▸ What is expected: Scan the material and copy out each line where the word "electrode" occurs.

▸ Exercise data:
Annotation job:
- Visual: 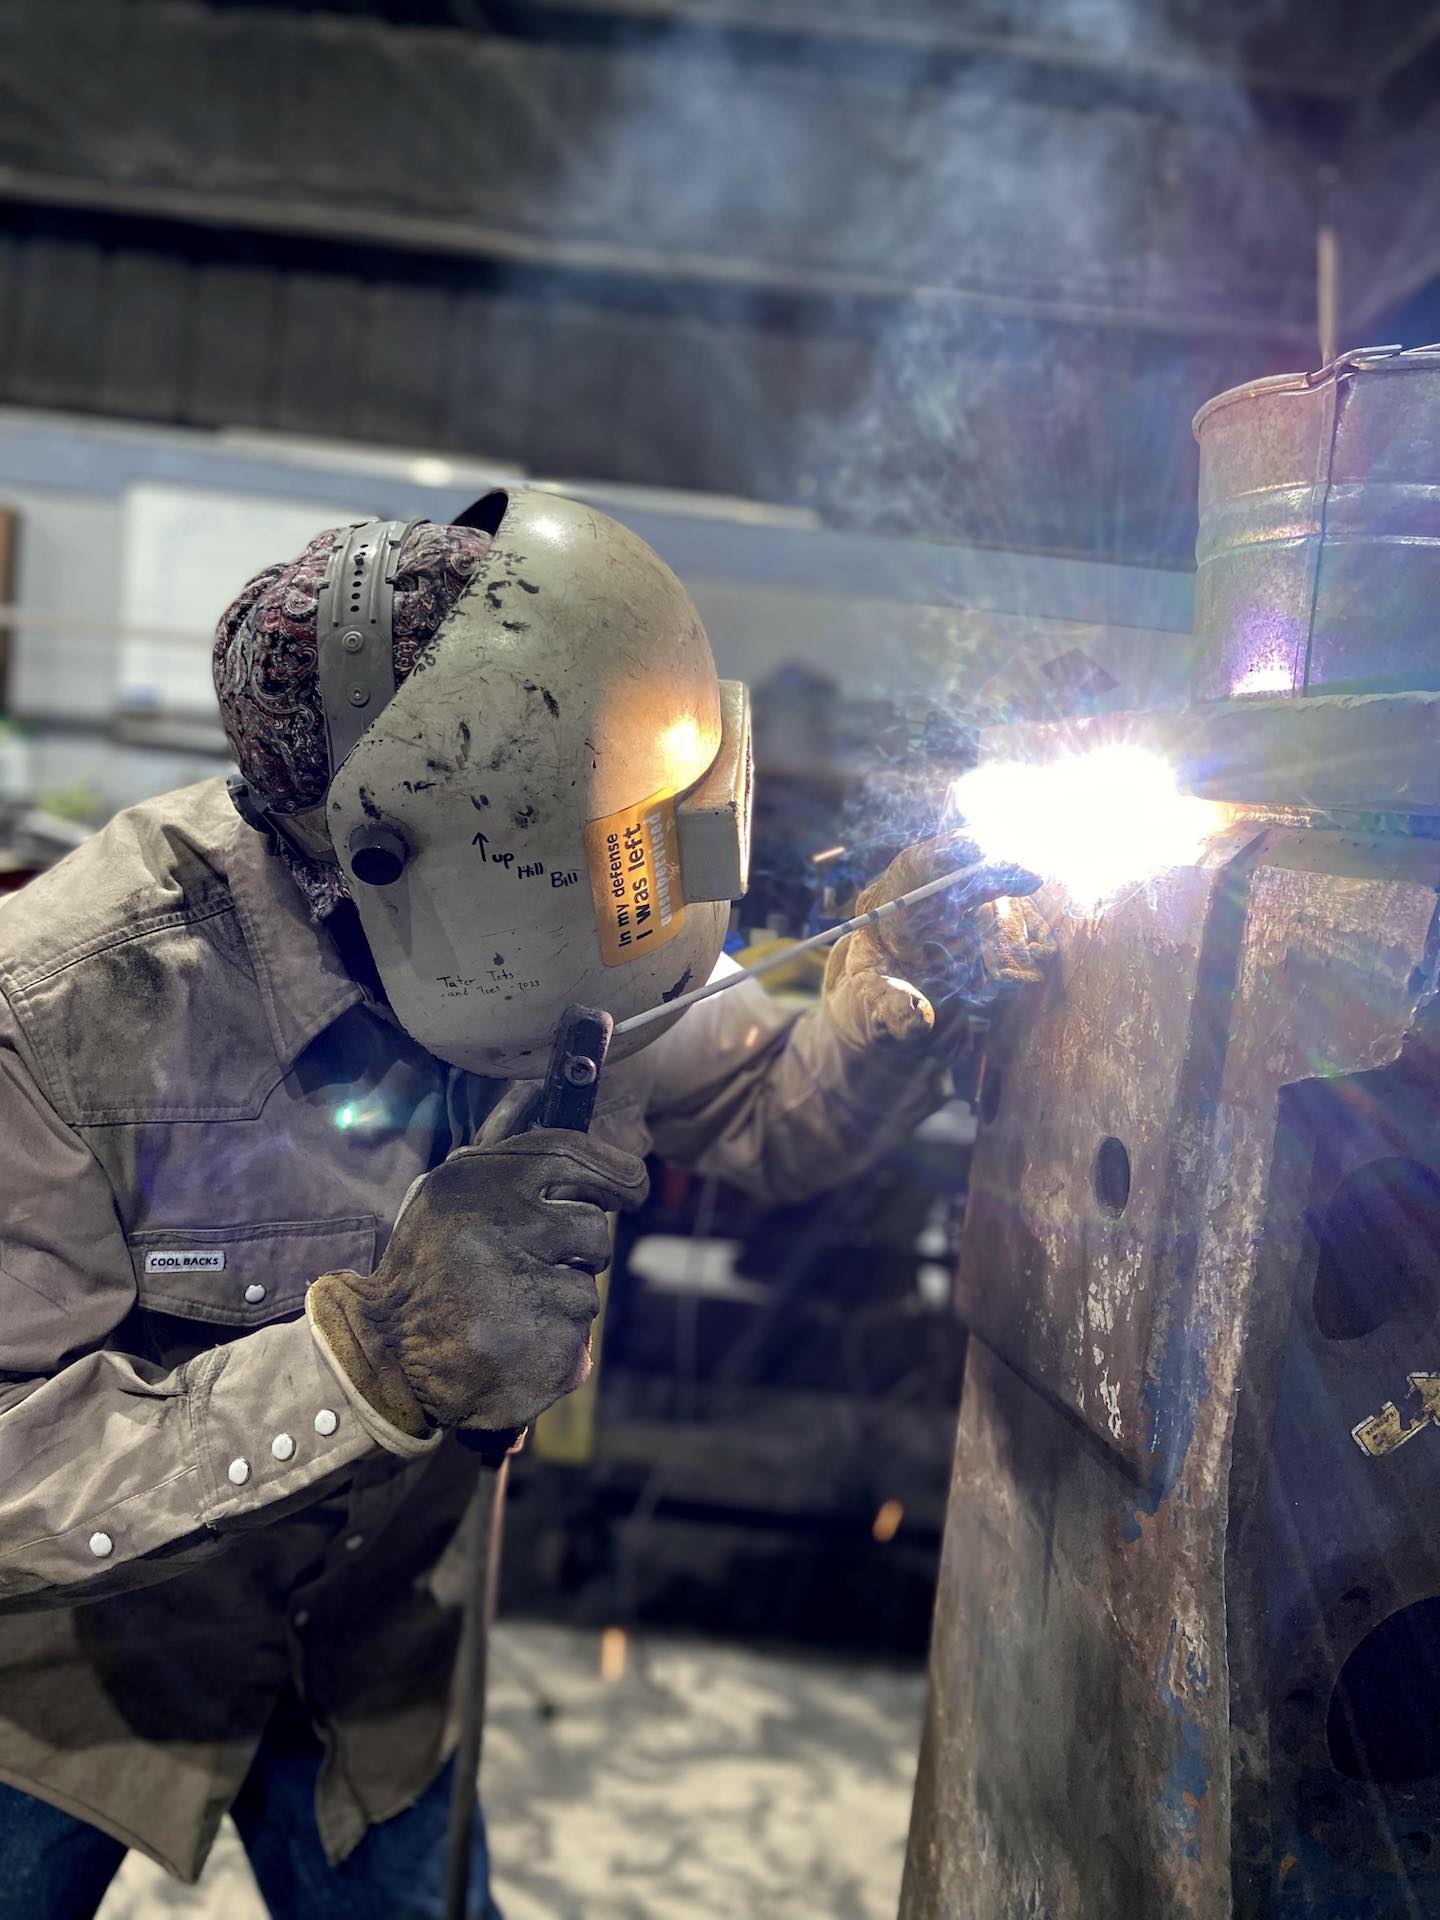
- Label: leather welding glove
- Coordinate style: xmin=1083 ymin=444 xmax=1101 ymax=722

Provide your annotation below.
xmin=823 ymin=833 xmax=1055 ymax=1052
xmin=307 ymin=1131 xmax=649 ymax=1450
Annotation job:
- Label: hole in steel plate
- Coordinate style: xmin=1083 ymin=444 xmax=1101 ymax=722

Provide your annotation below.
xmin=1094 ymin=1136 xmax=1131 ymax=1217
xmin=1312 ymin=1157 xmax=1440 ymax=1341
xmin=1329 ymin=1597 xmax=1440 ymax=1783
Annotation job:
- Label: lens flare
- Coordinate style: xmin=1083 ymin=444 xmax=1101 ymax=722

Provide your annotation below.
xmin=949 ymin=746 xmax=1221 ymax=909
xmin=657 ymin=715 xmax=706 ymax=786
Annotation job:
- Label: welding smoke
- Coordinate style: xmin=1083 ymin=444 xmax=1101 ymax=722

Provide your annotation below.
xmin=373 ymin=0 xmax=1328 ymax=878
xmin=450 ymin=0 xmax=1312 ymax=574
xmin=438 ymin=0 xmax=1318 ymax=745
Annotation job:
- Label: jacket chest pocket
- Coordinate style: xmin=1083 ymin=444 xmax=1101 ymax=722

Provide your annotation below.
xmin=127 ymin=1216 xmax=378 ymax=1328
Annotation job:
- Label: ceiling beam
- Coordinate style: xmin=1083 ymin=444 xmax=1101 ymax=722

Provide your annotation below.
xmin=0 ymin=168 xmax=1314 ymax=346
xmin=1362 ymin=1 xmax=1440 ymax=94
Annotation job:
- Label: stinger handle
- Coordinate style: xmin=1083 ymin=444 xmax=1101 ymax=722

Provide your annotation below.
xmin=458 ymin=1004 xmax=614 ymax=1468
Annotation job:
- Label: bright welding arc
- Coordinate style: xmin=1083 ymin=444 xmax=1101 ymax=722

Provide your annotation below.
xmin=947 ymin=745 xmax=1220 ymax=908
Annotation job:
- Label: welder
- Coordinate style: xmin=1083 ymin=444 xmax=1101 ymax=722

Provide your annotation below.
xmin=0 ymin=492 xmax=1051 ymax=1917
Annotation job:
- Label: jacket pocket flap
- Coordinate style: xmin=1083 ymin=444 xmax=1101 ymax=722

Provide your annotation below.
xmin=127 ymin=1216 xmax=377 ymax=1326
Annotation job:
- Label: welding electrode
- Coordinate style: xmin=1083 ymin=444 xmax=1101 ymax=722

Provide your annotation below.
xmin=614 ymin=854 xmax=1000 ymax=1039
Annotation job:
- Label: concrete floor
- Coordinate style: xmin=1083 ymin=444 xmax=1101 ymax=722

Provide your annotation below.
xmin=97 ymin=1622 xmax=925 ymax=1920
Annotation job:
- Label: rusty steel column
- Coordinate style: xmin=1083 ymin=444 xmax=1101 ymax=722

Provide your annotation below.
xmin=902 ymin=346 xmax=1440 ymax=1919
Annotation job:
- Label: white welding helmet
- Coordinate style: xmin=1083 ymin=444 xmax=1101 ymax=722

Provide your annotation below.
xmin=323 ymin=489 xmax=752 ymax=1077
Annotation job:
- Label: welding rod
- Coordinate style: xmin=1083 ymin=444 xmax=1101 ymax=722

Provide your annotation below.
xmin=613 ymin=856 xmax=992 ymax=1039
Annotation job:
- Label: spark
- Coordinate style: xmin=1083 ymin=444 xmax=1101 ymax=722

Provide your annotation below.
xmin=950 ymin=745 xmax=1221 ymax=909
xmin=810 ymin=844 xmax=847 ymax=864
xmin=599 ymin=1625 xmax=628 ymax=1683
xmin=872 ymin=1500 xmax=904 ymax=1543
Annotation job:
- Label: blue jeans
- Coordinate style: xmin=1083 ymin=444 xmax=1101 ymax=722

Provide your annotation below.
xmin=0 ymin=1691 xmax=502 ymax=1918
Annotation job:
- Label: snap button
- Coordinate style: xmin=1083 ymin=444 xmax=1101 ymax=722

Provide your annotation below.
xmin=293 ymin=1609 xmax=311 ymax=1630
xmin=344 ymin=1533 xmax=365 ymax=1553
xmin=314 ymin=1408 xmax=338 ymax=1437
xmin=88 ymin=1532 xmax=114 ymax=1559
xmin=244 ymin=1283 xmax=267 ymax=1305
xmin=228 ymin=1458 xmax=251 ymax=1486
xmin=271 ymin=1433 xmax=296 ymax=1463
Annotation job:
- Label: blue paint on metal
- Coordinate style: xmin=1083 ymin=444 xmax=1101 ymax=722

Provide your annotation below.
xmin=1138 ymin=1109 xmax=1230 ymax=1507
xmin=1121 ymin=1275 xmax=1216 ymax=1538
xmin=1271 ymin=1817 xmax=1422 ymax=1920
xmin=1155 ymin=1618 xmax=1210 ymax=1865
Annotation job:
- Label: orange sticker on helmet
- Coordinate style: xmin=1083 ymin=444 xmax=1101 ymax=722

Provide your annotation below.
xmin=586 ymin=790 xmax=685 ymax=966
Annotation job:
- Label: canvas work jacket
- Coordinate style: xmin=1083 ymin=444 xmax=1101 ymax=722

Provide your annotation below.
xmin=0 ymin=779 xmax=941 ymax=1881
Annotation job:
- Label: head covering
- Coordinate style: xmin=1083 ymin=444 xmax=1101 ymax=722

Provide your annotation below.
xmin=213 ymin=519 xmax=492 ymax=914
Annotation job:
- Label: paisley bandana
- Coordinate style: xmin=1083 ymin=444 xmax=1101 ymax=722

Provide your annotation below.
xmin=213 ymin=520 xmax=492 ymax=915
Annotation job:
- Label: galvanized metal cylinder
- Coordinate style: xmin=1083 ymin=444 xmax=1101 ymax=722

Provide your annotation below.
xmin=1192 ymin=345 xmax=1440 ymax=701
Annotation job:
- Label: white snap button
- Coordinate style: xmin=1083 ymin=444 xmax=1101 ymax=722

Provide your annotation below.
xmin=88 ymin=1532 xmax=114 ymax=1559
xmin=271 ymin=1433 xmax=296 ymax=1462
xmin=228 ymin=1458 xmax=251 ymax=1486
xmin=293 ymin=1609 xmax=310 ymax=1630
xmin=314 ymin=1408 xmax=338 ymax=1437
xmin=244 ymin=1283 xmax=267 ymax=1305
xmin=344 ymin=1533 xmax=365 ymax=1553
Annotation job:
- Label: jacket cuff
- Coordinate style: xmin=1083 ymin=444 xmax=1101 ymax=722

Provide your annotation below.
xmin=189 ymin=1314 xmax=388 ymax=1526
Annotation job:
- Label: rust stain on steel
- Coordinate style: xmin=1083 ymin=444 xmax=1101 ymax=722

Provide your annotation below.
xmin=954 ymin=826 xmax=1260 ymax=1480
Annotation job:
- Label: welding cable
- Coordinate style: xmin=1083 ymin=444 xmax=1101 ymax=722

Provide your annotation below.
xmin=442 ymin=1455 xmax=511 ymax=1920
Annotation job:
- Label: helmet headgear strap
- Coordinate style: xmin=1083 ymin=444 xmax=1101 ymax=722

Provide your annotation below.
xmin=228 ymin=518 xmax=421 ymax=863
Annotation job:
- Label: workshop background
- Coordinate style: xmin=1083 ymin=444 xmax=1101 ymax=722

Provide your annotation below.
xmin=2 ymin=3 xmax=1440 ymax=1916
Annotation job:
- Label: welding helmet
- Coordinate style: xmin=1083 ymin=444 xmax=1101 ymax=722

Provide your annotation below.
xmin=232 ymin=490 xmax=751 ymax=1077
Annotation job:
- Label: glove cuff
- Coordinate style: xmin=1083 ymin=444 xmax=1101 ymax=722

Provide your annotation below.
xmin=306 ymin=1272 xmax=440 ymax=1457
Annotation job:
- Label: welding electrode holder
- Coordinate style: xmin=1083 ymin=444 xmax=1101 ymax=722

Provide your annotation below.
xmin=530 ymin=1003 xmax=615 ymax=1132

▸ Solution:
- Label: welding electrode
- Label: welding electrode holder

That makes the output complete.